**OBJECTIVE:**
Everything from the line containing "jeep shown in this photo?" to the final line of the records below should be given again exactly, and nothing else.

^^^^^^^^^^^^^^^^

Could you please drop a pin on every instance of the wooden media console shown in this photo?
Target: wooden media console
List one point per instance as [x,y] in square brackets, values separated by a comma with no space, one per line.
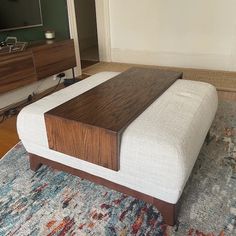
[90,125]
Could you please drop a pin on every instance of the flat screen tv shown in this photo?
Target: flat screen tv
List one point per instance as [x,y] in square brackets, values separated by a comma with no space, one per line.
[18,14]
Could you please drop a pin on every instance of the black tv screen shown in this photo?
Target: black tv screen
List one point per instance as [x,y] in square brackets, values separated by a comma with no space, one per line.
[16,14]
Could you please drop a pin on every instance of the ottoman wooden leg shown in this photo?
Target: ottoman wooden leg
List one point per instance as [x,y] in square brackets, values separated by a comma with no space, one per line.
[168,211]
[35,162]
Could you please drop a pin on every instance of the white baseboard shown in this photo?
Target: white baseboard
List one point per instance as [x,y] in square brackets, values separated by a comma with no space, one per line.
[198,61]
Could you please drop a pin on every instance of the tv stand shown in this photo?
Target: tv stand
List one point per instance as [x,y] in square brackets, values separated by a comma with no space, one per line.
[40,60]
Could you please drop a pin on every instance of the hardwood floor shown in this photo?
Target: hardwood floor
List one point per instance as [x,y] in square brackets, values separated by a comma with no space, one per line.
[224,83]
[8,135]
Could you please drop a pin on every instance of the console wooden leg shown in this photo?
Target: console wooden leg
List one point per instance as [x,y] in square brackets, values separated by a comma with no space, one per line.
[35,162]
[167,210]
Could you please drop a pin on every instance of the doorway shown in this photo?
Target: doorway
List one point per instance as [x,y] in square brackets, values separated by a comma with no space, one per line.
[85,11]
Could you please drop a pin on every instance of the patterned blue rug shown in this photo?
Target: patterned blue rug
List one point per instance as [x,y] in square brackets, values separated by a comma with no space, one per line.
[51,202]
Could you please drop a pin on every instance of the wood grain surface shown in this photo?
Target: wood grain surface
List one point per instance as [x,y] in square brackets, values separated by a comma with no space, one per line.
[90,125]
[50,59]
[16,69]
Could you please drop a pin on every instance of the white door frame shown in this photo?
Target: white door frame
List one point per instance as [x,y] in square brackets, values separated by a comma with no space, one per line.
[103,30]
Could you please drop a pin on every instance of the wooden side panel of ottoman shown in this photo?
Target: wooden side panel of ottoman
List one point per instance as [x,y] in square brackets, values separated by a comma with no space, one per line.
[83,141]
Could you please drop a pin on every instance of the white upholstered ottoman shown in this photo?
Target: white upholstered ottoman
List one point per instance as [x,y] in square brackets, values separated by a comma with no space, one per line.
[158,149]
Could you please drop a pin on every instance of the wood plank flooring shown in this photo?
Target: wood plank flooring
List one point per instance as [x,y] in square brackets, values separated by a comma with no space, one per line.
[224,81]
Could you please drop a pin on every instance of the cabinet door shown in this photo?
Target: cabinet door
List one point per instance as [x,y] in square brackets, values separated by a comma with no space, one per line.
[54,58]
[16,70]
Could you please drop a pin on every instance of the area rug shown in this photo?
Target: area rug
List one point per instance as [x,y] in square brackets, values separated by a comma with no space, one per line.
[50,202]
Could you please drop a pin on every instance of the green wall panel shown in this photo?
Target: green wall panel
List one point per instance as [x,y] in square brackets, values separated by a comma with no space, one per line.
[55,17]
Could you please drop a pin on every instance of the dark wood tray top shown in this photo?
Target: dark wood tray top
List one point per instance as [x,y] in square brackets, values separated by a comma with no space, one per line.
[90,125]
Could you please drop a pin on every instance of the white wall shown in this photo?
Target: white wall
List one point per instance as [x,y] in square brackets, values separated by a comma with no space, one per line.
[188,33]
[87,29]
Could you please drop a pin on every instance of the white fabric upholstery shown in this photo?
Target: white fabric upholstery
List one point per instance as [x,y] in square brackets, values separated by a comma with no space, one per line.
[158,149]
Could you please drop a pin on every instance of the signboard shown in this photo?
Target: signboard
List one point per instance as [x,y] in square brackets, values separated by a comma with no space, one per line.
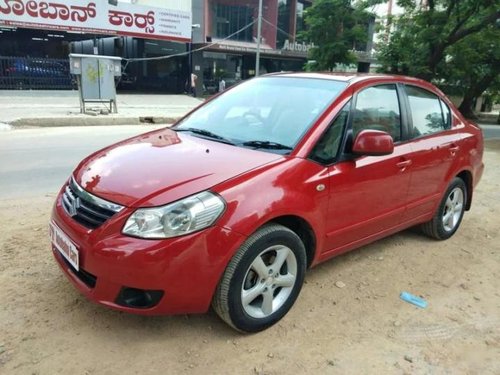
[100,17]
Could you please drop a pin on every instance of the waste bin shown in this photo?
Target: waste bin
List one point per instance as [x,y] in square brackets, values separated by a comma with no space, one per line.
[95,75]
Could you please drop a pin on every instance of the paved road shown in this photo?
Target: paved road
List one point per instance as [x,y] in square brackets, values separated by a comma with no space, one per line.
[38,161]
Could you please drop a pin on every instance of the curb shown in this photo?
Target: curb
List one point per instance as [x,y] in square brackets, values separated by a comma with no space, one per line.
[90,121]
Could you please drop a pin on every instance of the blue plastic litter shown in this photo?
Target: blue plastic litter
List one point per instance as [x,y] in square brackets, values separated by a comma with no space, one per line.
[414,300]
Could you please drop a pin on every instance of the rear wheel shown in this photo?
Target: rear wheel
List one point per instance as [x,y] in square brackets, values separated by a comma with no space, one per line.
[450,212]
[263,279]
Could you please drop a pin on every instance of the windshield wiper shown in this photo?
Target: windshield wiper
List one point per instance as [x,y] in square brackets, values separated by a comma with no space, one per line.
[267,145]
[206,133]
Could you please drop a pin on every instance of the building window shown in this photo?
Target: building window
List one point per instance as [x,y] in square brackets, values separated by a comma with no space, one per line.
[231,18]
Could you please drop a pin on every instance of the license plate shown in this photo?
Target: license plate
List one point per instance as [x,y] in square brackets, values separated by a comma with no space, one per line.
[64,245]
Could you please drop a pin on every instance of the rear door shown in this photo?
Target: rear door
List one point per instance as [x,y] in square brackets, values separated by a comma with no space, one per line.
[368,193]
[435,147]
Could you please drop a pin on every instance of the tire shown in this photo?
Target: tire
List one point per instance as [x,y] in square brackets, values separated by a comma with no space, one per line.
[251,295]
[450,212]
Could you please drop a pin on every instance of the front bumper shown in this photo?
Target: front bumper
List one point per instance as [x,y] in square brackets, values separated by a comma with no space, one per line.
[186,269]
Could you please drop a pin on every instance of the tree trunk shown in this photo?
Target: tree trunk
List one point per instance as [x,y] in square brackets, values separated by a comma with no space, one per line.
[475,91]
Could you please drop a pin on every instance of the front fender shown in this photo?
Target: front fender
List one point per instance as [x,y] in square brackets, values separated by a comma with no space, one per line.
[289,187]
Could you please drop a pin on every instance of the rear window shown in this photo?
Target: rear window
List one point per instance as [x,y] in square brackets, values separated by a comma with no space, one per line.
[426,112]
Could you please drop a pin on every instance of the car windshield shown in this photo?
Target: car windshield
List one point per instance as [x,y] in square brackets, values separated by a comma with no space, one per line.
[270,113]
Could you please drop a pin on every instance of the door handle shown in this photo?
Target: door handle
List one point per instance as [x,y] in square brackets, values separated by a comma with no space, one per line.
[404,164]
[454,149]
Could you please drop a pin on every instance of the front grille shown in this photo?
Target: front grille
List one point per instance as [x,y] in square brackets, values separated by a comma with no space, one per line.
[85,208]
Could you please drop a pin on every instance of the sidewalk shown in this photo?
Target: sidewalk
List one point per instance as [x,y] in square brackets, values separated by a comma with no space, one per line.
[62,108]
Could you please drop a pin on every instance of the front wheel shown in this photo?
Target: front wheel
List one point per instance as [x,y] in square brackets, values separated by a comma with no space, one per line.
[450,212]
[263,280]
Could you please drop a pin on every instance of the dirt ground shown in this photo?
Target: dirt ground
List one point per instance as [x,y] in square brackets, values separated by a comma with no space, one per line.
[46,327]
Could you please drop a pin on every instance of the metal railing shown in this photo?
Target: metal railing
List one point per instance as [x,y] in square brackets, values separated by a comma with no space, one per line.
[33,73]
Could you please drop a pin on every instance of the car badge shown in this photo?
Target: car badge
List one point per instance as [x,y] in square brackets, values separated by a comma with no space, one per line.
[74,206]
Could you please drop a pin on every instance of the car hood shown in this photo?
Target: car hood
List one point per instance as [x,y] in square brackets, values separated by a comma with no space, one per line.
[163,166]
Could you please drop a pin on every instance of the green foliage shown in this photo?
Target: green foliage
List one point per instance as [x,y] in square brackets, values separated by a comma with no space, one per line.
[335,27]
[454,43]
[422,36]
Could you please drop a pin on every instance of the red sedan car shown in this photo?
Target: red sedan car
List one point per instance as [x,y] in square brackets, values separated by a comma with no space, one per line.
[231,205]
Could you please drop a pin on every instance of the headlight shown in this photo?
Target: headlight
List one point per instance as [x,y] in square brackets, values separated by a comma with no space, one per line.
[176,219]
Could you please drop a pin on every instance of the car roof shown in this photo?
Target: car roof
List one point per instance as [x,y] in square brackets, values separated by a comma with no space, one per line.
[352,77]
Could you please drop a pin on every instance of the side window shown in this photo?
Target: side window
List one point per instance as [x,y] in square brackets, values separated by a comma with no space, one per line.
[377,108]
[327,148]
[426,112]
[446,115]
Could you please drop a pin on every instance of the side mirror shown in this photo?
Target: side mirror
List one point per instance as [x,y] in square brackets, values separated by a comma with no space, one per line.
[373,143]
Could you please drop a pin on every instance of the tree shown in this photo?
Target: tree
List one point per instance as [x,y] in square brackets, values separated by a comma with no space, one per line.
[429,30]
[335,27]
[450,42]
[473,66]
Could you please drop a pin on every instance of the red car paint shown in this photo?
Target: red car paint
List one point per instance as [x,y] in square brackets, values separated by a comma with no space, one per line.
[361,200]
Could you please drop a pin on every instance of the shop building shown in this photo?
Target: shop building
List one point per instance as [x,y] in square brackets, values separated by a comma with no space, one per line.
[225,39]
[36,38]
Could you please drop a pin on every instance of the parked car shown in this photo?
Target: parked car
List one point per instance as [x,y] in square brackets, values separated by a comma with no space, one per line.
[229,207]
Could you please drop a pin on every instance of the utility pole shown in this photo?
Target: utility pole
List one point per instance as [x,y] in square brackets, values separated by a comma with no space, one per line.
[259,38]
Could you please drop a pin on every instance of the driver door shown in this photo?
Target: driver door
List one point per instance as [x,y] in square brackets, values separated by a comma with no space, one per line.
[368,193]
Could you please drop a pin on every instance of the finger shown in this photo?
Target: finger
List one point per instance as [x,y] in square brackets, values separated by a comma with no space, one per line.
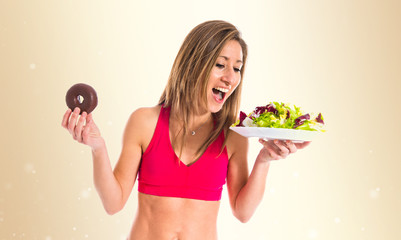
[302,145]
[85,134]
[283,150]
[79,127]
[66,116]
[271,148]
[291,146]
[73,121]
[89,118]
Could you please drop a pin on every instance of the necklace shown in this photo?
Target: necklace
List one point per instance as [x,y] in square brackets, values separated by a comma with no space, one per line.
[193,132]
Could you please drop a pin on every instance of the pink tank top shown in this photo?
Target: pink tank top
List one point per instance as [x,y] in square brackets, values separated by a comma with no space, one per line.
[161,173]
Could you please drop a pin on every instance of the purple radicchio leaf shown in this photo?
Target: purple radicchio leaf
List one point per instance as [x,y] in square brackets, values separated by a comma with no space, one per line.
[319,118]
[300,120]
[242,117]
[269,108]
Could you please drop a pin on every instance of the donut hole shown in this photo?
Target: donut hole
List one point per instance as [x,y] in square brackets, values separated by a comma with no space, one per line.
[80,99]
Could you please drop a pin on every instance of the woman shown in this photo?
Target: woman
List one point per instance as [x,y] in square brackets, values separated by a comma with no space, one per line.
[182,149]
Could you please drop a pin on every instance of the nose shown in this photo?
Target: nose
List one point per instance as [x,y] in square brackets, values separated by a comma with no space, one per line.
[229,76]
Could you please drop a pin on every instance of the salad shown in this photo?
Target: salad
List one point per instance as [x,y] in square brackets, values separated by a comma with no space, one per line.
[280,115]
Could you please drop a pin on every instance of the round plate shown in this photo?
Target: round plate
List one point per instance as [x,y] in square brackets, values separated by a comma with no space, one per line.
[276,133]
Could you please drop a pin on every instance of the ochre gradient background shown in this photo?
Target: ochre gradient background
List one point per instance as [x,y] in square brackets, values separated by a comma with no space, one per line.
[342,58]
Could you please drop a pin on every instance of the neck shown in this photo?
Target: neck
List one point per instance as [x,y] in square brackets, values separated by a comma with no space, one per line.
[195,121]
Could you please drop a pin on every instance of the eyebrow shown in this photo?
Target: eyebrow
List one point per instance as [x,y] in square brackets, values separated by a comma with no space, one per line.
[226,58]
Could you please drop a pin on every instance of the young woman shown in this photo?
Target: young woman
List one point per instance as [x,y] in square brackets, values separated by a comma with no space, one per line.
[182,149]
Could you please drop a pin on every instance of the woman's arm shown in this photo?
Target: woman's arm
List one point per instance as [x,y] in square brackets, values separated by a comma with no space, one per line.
[113,187]
[246,191]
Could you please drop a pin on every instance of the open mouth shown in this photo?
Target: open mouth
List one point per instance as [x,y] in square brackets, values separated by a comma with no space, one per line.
[219,93]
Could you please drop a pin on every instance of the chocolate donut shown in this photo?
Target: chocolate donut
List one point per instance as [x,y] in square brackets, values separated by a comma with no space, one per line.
[74,96]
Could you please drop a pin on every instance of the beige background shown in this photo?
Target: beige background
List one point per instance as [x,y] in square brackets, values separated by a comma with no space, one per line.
[339,57]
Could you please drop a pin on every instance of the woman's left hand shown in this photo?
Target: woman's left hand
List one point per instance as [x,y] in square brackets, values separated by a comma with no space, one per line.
[278,149]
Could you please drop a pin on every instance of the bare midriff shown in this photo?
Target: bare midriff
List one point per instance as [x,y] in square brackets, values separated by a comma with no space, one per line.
[167,218]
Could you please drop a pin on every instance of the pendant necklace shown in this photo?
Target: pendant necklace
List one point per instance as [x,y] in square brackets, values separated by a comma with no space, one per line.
[193,132]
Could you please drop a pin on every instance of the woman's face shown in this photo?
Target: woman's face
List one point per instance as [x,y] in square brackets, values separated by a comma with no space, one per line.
[225,76]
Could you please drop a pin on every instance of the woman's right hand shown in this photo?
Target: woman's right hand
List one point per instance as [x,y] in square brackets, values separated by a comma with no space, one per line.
[82,128]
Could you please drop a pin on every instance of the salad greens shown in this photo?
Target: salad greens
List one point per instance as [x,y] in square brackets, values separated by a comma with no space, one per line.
[280,115]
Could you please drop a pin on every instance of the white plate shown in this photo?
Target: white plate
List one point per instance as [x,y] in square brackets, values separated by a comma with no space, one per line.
[276,133]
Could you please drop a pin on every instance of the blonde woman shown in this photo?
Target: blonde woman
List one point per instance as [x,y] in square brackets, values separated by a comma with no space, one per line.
[182,150]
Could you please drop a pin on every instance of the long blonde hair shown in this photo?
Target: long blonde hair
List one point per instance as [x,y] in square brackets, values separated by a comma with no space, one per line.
[187,84]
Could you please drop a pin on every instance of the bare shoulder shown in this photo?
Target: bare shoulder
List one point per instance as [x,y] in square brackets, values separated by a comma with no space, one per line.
[236,143]
[145,116]
[141,125]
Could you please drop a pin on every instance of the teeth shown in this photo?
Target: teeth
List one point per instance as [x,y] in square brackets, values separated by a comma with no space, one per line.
[222,89]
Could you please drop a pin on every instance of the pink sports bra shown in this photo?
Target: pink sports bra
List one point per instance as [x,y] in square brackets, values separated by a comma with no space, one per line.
[161,173]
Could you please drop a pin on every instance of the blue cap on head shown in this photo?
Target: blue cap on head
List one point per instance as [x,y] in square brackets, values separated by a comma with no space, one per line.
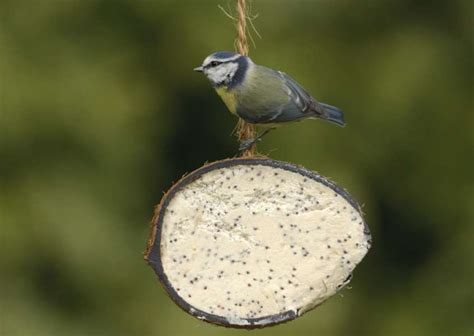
[224,55]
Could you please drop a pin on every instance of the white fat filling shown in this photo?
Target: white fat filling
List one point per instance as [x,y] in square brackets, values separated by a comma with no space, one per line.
[252,241]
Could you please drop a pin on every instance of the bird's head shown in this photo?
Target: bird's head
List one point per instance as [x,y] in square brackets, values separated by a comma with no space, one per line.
[225,68]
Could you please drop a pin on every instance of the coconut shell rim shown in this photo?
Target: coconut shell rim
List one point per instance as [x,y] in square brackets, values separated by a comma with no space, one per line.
[152,253]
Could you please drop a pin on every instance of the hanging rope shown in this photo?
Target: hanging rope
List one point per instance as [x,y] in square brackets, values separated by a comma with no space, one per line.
[244,130]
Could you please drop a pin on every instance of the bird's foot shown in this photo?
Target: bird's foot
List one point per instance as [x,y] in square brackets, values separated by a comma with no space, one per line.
[246,144]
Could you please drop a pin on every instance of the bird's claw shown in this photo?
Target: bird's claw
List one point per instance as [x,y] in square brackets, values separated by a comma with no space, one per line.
[246,144]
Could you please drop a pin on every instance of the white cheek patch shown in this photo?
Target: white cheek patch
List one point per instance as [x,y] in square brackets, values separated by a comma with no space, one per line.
[222,72]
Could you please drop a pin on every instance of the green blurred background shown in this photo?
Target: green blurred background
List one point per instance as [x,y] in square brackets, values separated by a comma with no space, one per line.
[100,112]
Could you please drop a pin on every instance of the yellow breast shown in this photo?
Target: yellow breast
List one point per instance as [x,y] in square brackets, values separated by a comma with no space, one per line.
[228,97]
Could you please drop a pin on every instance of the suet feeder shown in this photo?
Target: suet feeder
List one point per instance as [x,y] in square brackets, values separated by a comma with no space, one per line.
[251,242]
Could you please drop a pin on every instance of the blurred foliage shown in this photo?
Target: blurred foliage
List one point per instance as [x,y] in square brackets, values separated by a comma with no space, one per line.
[100,112]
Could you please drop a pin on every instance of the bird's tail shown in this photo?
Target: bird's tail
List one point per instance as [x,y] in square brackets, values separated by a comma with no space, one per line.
[331,113]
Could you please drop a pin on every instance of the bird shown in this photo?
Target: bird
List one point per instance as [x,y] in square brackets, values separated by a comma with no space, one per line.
[262,96]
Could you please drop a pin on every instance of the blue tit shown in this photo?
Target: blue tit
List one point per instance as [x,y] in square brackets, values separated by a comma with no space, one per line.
[261,95]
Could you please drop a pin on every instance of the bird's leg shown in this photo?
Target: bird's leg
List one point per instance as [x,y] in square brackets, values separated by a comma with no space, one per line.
[244,145]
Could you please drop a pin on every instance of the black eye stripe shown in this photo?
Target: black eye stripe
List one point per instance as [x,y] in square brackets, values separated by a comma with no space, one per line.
[215,63]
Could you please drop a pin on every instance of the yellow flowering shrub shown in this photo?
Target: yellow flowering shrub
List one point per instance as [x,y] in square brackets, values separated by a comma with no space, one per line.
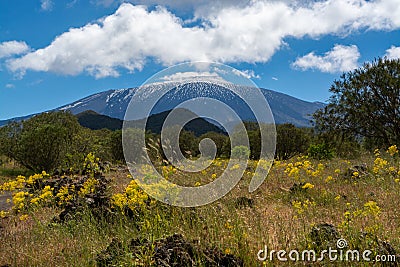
[88,187]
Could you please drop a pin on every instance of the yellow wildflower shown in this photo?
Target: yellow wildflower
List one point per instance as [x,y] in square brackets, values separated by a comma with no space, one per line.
[307,186]
[393,150]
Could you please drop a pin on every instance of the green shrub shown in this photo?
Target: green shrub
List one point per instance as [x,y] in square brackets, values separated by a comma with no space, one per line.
[320,151]
[240,152]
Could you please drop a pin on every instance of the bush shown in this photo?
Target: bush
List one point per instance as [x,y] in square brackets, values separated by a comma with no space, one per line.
[290,141]
[42,142]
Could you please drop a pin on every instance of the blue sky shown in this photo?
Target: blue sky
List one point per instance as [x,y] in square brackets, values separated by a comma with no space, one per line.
[55,52]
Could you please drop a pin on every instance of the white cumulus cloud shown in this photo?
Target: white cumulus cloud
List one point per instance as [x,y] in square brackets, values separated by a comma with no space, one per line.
[251,33]
[339,59]
[393,52]
[11,48]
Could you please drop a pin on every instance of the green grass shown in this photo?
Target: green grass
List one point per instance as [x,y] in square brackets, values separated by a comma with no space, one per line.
[275,220]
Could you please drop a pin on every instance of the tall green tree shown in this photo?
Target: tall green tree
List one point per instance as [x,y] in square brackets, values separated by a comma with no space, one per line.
[365,104]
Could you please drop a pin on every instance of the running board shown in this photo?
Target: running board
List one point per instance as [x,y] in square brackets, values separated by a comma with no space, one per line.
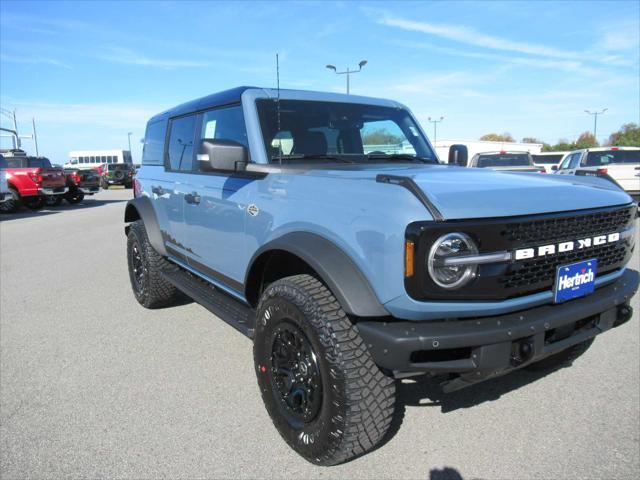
[237,314]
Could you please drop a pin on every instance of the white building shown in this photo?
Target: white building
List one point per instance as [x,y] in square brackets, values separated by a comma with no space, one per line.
[94,158]
[481,146]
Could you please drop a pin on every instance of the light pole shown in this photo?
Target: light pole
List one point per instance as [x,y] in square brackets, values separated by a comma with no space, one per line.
[595,120]
[348,71]
[12,116]
[435,127]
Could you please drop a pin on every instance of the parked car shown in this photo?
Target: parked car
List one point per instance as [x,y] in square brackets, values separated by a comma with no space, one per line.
[5,193]
[350,270]
[117,174]
[506,161]
[80,182]
[622,164]
[31,180]
[548,160]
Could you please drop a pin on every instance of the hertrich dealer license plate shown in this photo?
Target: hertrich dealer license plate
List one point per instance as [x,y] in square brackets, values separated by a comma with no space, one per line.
[575,280]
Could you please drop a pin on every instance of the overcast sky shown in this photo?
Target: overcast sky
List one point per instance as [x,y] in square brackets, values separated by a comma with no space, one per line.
[90,72]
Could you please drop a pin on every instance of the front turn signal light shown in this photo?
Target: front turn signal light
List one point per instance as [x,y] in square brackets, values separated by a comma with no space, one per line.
[408,258]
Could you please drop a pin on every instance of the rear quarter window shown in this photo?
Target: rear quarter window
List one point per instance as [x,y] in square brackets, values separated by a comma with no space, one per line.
[153,150]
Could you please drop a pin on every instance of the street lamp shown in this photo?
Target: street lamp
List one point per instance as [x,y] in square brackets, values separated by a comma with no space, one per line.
[595,120]
[435,127]
[348,71]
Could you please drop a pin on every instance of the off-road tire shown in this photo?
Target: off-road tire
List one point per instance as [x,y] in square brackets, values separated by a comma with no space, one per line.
[75,198]
[154,291]
[35,203]
[357,398]
[13,205]
[560,359]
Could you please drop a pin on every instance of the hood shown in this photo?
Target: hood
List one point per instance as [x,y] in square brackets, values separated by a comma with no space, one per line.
[463,193]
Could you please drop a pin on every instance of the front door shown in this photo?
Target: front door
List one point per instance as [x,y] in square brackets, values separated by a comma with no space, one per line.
[216,206]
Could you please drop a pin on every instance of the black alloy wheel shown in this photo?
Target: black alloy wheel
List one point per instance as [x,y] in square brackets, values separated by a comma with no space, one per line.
[295,373]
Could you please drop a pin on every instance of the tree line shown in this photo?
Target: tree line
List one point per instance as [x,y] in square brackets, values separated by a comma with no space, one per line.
[627,136]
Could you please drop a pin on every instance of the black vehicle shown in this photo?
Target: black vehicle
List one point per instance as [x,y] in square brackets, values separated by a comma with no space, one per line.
[117,174]
[81,183]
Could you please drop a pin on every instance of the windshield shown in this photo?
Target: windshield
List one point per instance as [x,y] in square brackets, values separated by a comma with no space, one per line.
[331,131]
[597,159]
[504,160]
[547,159]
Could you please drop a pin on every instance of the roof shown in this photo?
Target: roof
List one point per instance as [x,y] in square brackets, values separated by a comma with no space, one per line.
[219,99]
[233,96]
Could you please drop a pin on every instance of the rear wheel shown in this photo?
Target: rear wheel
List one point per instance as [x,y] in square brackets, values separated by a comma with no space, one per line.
[146,265]
[75,198]
[13,204]
[35,203]
[325,395]
[565,357]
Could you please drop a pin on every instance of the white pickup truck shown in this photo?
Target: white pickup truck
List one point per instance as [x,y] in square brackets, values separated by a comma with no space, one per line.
[622,164]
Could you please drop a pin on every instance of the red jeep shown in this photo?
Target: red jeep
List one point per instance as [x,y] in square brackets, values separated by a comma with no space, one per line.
[31,180]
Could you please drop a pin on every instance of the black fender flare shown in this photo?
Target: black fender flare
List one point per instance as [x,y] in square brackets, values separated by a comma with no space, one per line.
[141,208]
[335,269]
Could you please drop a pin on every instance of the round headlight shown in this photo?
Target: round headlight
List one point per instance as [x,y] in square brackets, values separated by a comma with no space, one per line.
[448,246]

^^^^^^^^^^^^^^^^

**SOLUTION TO THE PROBLEM:**
Could you please drop a pin on every instance of the red jeep shown in this photo?
Target: red jeep
List one point per instance as [x,y] in square brackets, values separated by a comma with no space, one per line.
[31,180]
Could you please drop a pin on every instance of the black fender flare shown in this photo?
Target: black fender flare
List one point per instance as [x,y] in square brackets, values separated by a comma with no space, one per line.
[141,208]
[335,269]
Could you please drop a pin on every instance of the round headlight shown in this photo?
Target: round headlight
List one point per instance as [x,y] in square brackets, values separated by a comma with no space, one per line.
[448,246]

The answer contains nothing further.